Position identification records:
+++
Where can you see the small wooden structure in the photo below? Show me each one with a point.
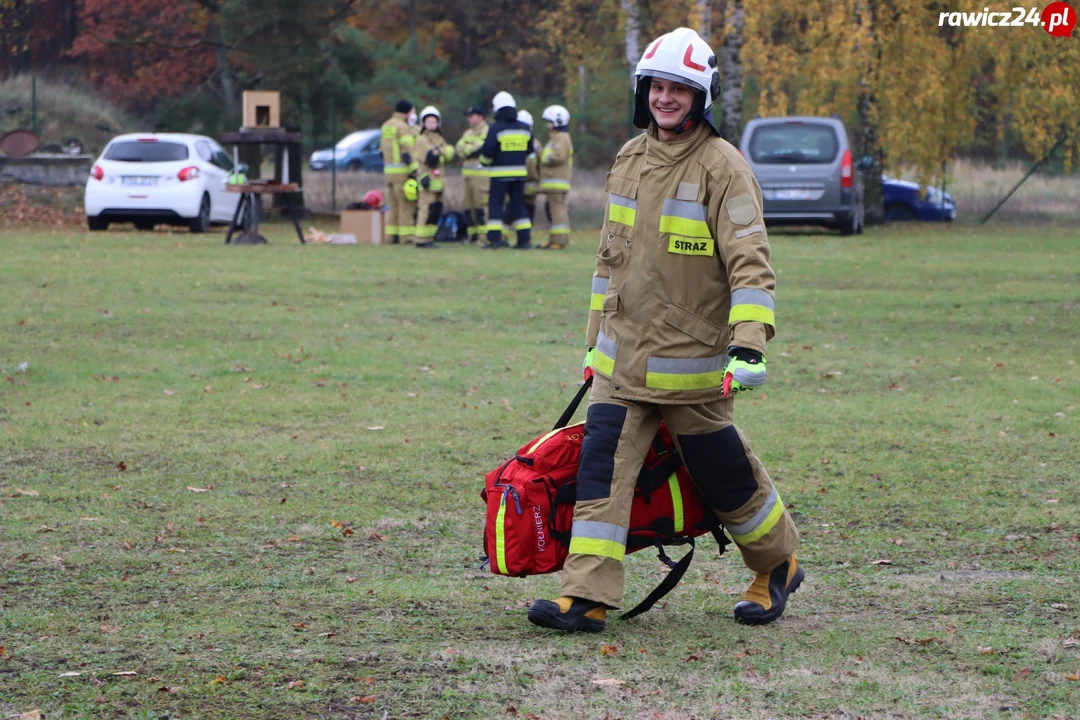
(247, 147)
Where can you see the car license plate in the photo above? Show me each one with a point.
(794, 193)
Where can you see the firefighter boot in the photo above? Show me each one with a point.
(765, 599)
(568, 613)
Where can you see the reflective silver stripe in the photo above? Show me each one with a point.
(753, 297)
(686, 365)
(758, 518)
(606, 345)
(685, 209)
(750, 231)
(599, 531)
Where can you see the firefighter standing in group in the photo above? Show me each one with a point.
(433, 153)
(556, 161)
(475, 175)
(399, 139)
(682, 307)
(504, 152)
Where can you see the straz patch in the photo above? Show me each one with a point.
(690, 245)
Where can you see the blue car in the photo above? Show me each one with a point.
(905, 201)
(358, 150)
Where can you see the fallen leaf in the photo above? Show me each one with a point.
(608, 682)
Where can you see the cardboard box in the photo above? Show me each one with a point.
(367, 226)
(261, 108)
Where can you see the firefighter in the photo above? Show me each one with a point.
(503, 153)
(682, 307)
(557, 165)
(433, 153)
(399, 139)
(475, 174)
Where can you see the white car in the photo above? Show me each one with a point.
(161, 177)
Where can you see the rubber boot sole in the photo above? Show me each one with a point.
(548, 614)
(775, 611)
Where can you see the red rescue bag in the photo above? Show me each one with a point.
(530, 505)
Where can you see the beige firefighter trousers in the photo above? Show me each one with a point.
(730, 477)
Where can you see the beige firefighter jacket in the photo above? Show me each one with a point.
(532, 170)
(426, 141)
(471, 140)
(556, 161)
(397, 146)
(683, 270)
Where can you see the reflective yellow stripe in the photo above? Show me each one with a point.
(667, 381)
(680, 245)
(765, 527)
(752, 314)
(599, 547)
(676, 501)
(500, 538)
(682, 226)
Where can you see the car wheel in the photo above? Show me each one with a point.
(899, 213)
(201, 223)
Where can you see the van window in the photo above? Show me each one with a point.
(794, 144)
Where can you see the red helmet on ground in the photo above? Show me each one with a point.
(374, 199)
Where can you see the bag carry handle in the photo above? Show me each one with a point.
(564, 420)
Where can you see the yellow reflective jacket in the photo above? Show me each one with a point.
(472, 139)
(432, 140)
(557, 163)
(683, 270)
(397, 143)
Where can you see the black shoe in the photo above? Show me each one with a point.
(766, 598)
(571, 614)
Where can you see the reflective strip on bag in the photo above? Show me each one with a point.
(599, 289)
(752, 306)
(680, 217)
(599, 539)
(676, 502)
(604, 360)
(685, 372)
(763, 521)
(500, 535)
(622, 209)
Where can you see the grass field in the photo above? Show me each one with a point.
(243, 483)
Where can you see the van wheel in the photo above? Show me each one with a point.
(201, 222)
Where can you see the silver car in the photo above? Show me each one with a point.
(806, 172)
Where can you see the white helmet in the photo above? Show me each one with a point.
(431, 110)
(556, 114)
(683, 56)
(503, 99)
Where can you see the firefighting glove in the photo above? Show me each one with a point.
(744, 371)
(586, 366)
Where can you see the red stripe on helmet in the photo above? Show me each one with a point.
(688, 60)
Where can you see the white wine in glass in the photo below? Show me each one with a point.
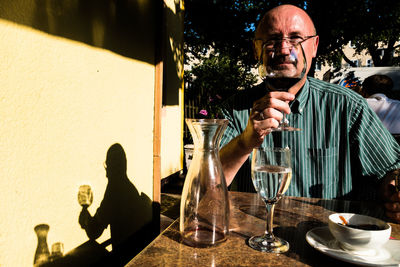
(271, 173)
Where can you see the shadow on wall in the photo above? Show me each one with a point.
(133, 218)
(126, 27)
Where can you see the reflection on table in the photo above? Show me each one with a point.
(294, 217)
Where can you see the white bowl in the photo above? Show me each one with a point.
(359, 239)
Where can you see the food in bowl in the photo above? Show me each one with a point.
(359, 232)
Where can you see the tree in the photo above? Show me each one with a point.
(213, 80)
(228, 27)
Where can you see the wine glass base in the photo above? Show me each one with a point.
(261, 243)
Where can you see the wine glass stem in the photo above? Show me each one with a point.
(270, 218)
(284, 122)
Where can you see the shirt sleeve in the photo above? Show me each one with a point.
(378, 151)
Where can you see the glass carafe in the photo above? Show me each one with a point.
(204, 214)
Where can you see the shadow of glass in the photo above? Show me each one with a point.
(133, 218)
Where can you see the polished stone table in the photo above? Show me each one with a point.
(294, 216)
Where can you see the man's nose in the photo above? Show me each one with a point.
(283, 47)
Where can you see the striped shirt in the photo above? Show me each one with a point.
(342, 150)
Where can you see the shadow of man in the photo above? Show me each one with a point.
(129, 214)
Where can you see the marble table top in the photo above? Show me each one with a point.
(294, 217)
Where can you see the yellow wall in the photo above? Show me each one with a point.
(171, 114)
(71, 86)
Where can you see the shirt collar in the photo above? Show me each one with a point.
(378, 96)
(297, 105)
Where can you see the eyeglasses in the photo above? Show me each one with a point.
(292, 40)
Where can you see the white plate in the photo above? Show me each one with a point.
(322, 240)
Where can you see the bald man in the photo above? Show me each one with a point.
(343, 151)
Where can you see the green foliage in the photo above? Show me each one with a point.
(213, 80)
(228, 27)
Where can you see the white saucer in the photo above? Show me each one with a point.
(322, 240)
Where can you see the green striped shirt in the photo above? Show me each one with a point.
(342, 151)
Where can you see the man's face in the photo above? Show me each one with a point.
(279, 41)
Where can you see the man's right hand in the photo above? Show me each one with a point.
(265, 114)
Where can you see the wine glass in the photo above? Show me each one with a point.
(271, 173)
(85, 196)
(282, 64)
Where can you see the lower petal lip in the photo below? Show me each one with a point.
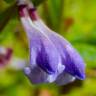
(81, 76)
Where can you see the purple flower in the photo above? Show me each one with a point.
(52, 58)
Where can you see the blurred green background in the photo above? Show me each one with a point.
(73, 19)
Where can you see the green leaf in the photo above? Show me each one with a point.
(6, 16)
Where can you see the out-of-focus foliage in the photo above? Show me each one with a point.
(73, 19)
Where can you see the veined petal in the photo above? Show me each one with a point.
(70, 57)
(42, 51)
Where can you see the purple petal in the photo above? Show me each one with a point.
(42, 50)
(73, 62)
(36, 75)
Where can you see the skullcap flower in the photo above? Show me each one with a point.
(52, 58)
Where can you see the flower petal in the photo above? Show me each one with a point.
(70, 58)
(36, 75)
(43, 51)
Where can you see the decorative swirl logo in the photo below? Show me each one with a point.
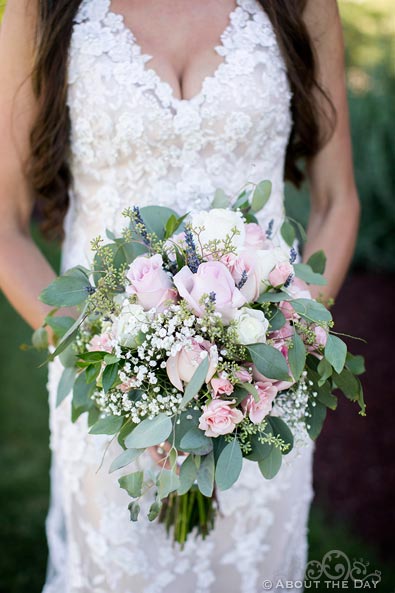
(337, 566)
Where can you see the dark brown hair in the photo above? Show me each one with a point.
(50, 136)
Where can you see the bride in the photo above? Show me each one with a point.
(105, 104)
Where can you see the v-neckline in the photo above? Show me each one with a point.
(219, 48)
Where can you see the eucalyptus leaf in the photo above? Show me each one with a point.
(229, 465)
(205, 475)
(125, 458)
(270, 465)
(132, 483)
(297, 356)
(149, 432)
(269, 361)
(107, 425)
(335, 352)
(195, 441)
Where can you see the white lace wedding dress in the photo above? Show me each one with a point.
(133, 142)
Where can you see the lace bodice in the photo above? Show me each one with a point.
(133, 141)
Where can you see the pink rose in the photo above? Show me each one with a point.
(101, 343)
(183, 365)
(255, 236)
(221, 386)
(257, 411)
(280, 273)
(243, 376)
(149, 282)
(219, 418)
(211, 277)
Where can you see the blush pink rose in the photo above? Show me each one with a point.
(280, 273)
(211, 277)
(219, 418)
(221, 386)
(257, 411)
(149, 282)
(181, 367)
(255, 236)
(101, 343)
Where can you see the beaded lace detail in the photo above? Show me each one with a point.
(134, 142)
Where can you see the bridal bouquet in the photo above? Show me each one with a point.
(198, 335)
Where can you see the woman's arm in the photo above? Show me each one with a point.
(334, 216)
(24, 271)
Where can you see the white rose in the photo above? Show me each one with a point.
(251, 326)
(218, 223)
(128, 324)
(266, 260)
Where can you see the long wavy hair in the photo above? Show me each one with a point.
(50, 136)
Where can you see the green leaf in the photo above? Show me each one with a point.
(335, 352)
(229, 465)
(316, 418)
(311, 310)
(134, 509)
(107, 425)
(155, 219)
(274, 297)
(195, 441)
(196, 382)
(149, 432)
(132, 483)
(270, 465)
(305, 272)
(288, 232)
(324, 370)
(261, 195)
(297, 356)
(188, 474)
(282, 430)
(205, 476)
(67, 290)
(65, 384)
(110, 375)
(220, 200)
(40, 339)
(269, 361)
(317, 262)
(260, 450)
(168, 482)
(125, 458)
(82, 392)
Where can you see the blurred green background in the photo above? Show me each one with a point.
(24, 456)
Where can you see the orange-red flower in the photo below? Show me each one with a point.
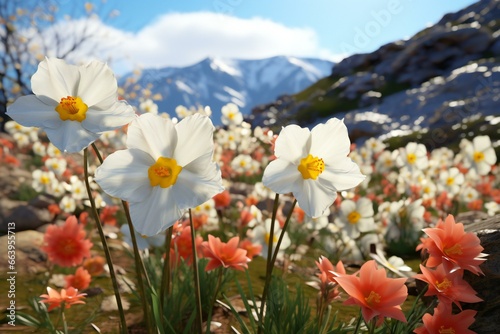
(80, 280)
(251, 248)
(443, 321)
(453, 247)
(222, 200)
(448, 286)
(94, 265)
(66, 245)
(227, 255)
(376, 294)
(66, 298)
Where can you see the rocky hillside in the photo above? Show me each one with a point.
(443, 76)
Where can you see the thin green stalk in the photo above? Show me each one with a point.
(283, 230)
(196, 276)
(217, 287)
(123, 323)
(139, 264)
(165, 282)
(269, 264)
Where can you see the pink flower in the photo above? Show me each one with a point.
(447, 286)
(453, 247)
(226, 255)
(377, 295)
(443, 321)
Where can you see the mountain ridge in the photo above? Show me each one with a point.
(216, 81)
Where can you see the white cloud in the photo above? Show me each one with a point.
(180, 39)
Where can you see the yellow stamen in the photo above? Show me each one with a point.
(445, 284)
(164, 172)
(373, 298)
(353, 217)
(478, 156)
(72, 108)
(311, 167)
(267, 236)
(411, 157)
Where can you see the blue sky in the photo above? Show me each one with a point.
(178, 33)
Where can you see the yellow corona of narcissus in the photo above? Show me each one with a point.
(73, 104)
(313, 165)
(166, 169)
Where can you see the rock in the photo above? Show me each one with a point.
(26, 218)
(30, 259)
(488, 286)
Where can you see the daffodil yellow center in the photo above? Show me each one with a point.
(373, 298)
(411, 157)
(164, 172)
(443, 330)
(456, 249)
(478, 156)
(353, 217)
(72, 109)
(268, 236)
(445, 284)
(311, 167)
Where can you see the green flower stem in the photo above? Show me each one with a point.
(139, 264)
(283, 230)
(123, 323)
(269, 265)
(196, 276)
(217, 287)
(165, 282)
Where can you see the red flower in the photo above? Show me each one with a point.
(66, 245)
(448, 287)
(443, 321)
(66, 298)
(377, 295)
(453, 247)
(226, 255)
(80, 280)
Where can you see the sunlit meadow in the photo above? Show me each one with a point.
(298, 231)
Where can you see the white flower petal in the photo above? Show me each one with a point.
(193, 189)
(153, 134)
(313, 197)
(481, 143)
(55, 79)
(97, 86)
(124, 174)
(194, 138)
(71, 137)
(330, 141)
(343, 179)
(293, 143)
(30, 111)
(117, 115)
(155, 213)
(280, 176)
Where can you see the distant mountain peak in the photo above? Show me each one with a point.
(216, 81)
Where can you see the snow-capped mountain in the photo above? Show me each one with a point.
(215, 82)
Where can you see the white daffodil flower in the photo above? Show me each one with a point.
(166, 169)
(313, 165)
(73, 104)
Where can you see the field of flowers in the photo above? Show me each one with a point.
(299, 231)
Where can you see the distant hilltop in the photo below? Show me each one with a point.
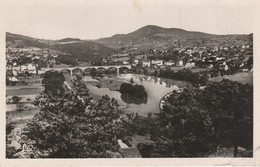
(147, 37)
(152, 35)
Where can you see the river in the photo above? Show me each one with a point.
(155, 87)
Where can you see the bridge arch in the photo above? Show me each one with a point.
(123, 69)
(78, 71)
(87, 71)
(65, 70)
(112, 70)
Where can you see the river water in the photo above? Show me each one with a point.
(155, 87)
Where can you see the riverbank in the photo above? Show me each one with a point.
(113, 84)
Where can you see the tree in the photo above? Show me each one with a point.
(53, 82)
(69, 127)
(195, 121)
(10, 125)
(184, 128)
(16, 99)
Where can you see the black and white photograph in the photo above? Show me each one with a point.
(129, 79)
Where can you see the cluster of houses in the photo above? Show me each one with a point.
(218, 58)
(20, 63)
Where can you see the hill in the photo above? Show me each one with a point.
(152, 35)
(79, 49)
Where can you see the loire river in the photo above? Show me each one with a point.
(155, 87)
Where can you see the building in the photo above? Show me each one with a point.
(146, 63)
(157, 62)
(169, 63)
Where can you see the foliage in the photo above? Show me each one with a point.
(71, 126)
(195, 121)
(16, 99)
(67, 59)
(10, 125)
(53, 82)
(133, 93)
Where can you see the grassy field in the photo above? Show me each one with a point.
(243, 77)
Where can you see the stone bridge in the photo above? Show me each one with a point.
(89, 68)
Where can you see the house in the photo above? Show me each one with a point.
(146, 63)
(190, 64)
(180, 63)
(169, 63)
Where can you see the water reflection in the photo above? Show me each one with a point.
(155, 87)
(130, 99)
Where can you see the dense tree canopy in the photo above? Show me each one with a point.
(53, 82)
(70, 126)
(133, 93)
(196, 120)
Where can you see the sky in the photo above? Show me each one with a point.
(93, 19)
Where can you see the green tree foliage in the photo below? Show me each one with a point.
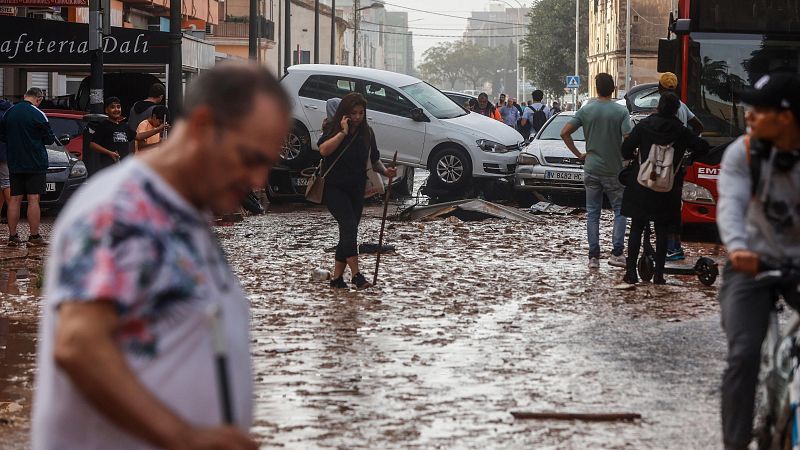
(550, 45)
(467, 64)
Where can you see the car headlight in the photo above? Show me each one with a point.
(526, 159)
(491, 146)
(696, 194)
(78, 170)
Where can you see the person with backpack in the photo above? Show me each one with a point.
(656, 145)
(485, 107)
(758, 216)
(534, 118)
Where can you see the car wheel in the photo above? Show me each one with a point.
(451, 170)
(296, 152)
(405, 186)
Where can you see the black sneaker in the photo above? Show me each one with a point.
(36, 240)
(338, 283)
(361, 282)
(630, 278)
(14, 241)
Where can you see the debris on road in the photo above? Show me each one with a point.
(466, 210)
(586, 417)
(552, 208)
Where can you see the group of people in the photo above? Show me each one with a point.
(611, 139)
(758, 214)
(527, 118)
(25, 133)
(118, 136)
(136, 280)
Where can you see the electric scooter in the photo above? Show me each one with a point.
(706, 269)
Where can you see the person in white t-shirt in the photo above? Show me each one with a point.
(125, 358)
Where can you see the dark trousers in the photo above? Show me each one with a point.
(345, 204)
(635, 243)
(745, 305)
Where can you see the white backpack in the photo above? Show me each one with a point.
(657, 172)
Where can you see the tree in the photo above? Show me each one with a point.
(550, 48)
(440, 66)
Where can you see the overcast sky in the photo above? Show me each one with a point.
(442, 26)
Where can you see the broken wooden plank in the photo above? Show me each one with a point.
(586, 417)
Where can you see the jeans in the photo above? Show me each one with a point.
(345, 204)
(635, 244)
(596, 186)
(745, 305)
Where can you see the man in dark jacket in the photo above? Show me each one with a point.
(643, 205)
(142, 110)
(26, 131)
(5, 179)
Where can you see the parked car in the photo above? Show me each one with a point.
(65, 174)
(460, 98)
(547, 164)
(287, 184)
(425, 127)
(68, 126)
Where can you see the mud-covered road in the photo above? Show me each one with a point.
(470, 321)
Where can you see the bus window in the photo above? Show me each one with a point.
(721, 64)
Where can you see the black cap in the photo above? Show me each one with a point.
(776, 90)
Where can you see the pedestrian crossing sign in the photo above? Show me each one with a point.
(573, 81)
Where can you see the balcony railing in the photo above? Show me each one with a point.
(240, 29)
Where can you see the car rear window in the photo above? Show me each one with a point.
(326, 87)
(62, 126)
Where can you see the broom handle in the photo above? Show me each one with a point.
(383, 222)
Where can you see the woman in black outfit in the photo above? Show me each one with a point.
(348, 138)
(644, 205)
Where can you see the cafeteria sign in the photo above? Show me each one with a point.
(44, 3)
(37, 41)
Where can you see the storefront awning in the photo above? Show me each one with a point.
(36, 42)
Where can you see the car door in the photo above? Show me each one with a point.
(389, 115)
(315, 93)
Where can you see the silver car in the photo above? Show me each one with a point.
(547, 164)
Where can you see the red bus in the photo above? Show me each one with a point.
(720, 46)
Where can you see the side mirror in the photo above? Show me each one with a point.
(417, 115)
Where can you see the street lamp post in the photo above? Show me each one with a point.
+++
What needs to be done | Write out again, exactly, the lines from the one holding "Where can you see the storefront" through the end of the listing, with both ends included.

Complete output |
Where can you see the storefront awning in the photo above? Show me each one with a point.
(36, 42)
Where can you see the car door in the photo above? Show me each one with a point.
(389, 115)
(315, 93)
Where can you see the silver car in the photo above? Show me each one with a point.
(547, 164)
Where can you see the red bus in the photo above? Show me each one with a point.
(720, 46)
Where can you see the side mirror in the photo above? Show me each one with a point.
(417, 115)
Where can you see the street lamp post in the photo above? Show me each one with a point.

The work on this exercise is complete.